### Questions on the material:
[1] In the article on Governor Northam's press conference, how many of Virginia's total tests since February were antibody tests?
[2] Please rewrite the paragraph in the article on Governor Northam's press conference that begins "Next week, Northam said" as a short list, keeping its main facts.

BEGIN Quoted passage

RICHMOND, Va. (WRIC) — As most of Virginia entered Phase One of the “Forward Virginia” plan, Governor Ralph Northam held a press conference to provide an update on testing and state revenue.
Gov. Northam addressed the controversy surrounding how Virginia counts and reports its coronavirus tests.
Northam said that from now on the Virginia Department of Health will be changing how they report their COVID-19 test counts. They will be separating the antibody, otherwise known as the serology test from the PRC test, which is the nasal swab test.
PRC testing determines if someone actively has the virus versus the antibody test that determines if someone has been infected in the past.
When the department of health separated the two tests, the antibody test made up 15,000 of the 184,000 total tests since February — about 9%, Northam said.
“When we take out the antibody tests, our trends remain the same” Northam added.
Northam said Virginia continues to see a downward trend in positive tests.
“It’s important to understand we are continuing to make significant progress on our testing,” Northam said.
Next week, Northam said 12 free clinics will be up and running. Hospital systems like George Mason will also start testing. The state lab is also supporting Virginia’s testing needs by sending thousands of test collection kits to health districts and community clinics across the commonwealth.
As Virginia moves into “Phase One,” Northam said that public health will remain the state’s primary concern.
On Thursday, Northam granted the requests from the City of Richmond and Appomack County to remain in “Phase Zero.” However, he said he realizes how this can affect Virginia’s economy.
State officials predict that Virginia will suffer a $1 billion loss by the end of June due to the coronavirus outbreak.
State Finance Secretary Aubrey Layne said that 60 percent of the ongoing revenues were up over the last month. He said sales tax remained stable with more people doing online shopping.
Layne also pointed out that Virginia’s shipyards have remained opened and federal government employees have continued to work. He also credited some of the state’s revenue during the pandemic to VA ABC stores staying open and making money.
According to Secretary Layne, 80 percent of Virginia’s revenues come from payroll withholding — which show that businesses in the commonwealth are still operating and paying the state.
What’s affected Virginia’s revenue the most has been Northam’s decision to delay tax payments. However, current numbers show that we have not seen a total shutdown of Virginia’s economy, Layne said.

END Quoted passage
BEGIN Data extracts

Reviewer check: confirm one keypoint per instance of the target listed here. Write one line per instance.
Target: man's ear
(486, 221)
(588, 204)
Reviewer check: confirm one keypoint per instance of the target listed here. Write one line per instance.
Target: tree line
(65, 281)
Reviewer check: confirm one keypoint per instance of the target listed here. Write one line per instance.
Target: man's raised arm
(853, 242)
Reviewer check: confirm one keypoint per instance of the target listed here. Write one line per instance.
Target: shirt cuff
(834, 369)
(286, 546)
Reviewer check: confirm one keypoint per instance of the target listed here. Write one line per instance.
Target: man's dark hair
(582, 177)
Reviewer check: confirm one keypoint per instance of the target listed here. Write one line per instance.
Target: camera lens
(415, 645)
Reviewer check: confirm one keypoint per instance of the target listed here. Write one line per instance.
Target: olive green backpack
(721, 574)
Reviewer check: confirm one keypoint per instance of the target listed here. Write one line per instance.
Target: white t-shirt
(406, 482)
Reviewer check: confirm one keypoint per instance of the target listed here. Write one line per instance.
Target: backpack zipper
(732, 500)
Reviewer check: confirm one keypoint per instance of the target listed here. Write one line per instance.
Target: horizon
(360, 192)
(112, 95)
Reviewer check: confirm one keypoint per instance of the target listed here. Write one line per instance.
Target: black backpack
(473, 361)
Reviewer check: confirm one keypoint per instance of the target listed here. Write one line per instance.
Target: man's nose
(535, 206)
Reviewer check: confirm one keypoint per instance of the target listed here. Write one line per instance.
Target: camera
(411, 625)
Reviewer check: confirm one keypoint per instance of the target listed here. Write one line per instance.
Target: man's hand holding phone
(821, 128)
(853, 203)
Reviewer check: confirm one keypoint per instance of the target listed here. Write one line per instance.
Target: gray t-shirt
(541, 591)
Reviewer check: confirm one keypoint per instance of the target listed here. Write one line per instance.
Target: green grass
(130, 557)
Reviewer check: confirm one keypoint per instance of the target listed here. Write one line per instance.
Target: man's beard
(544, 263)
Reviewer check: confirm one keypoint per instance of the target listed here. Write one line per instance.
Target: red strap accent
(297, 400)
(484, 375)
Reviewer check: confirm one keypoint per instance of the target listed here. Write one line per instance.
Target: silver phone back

END Data extracts

### Answers for each item:
[1] About 15,000 of the 184,000 total tests, roughly 9%.

[2]
- Next week, 12 free clinics will be up and running.
- Hospital systems such as George Mason will also start testing.
- The state lab is sending thousands of test collection kits to health districts and community clinics across the commonwealth.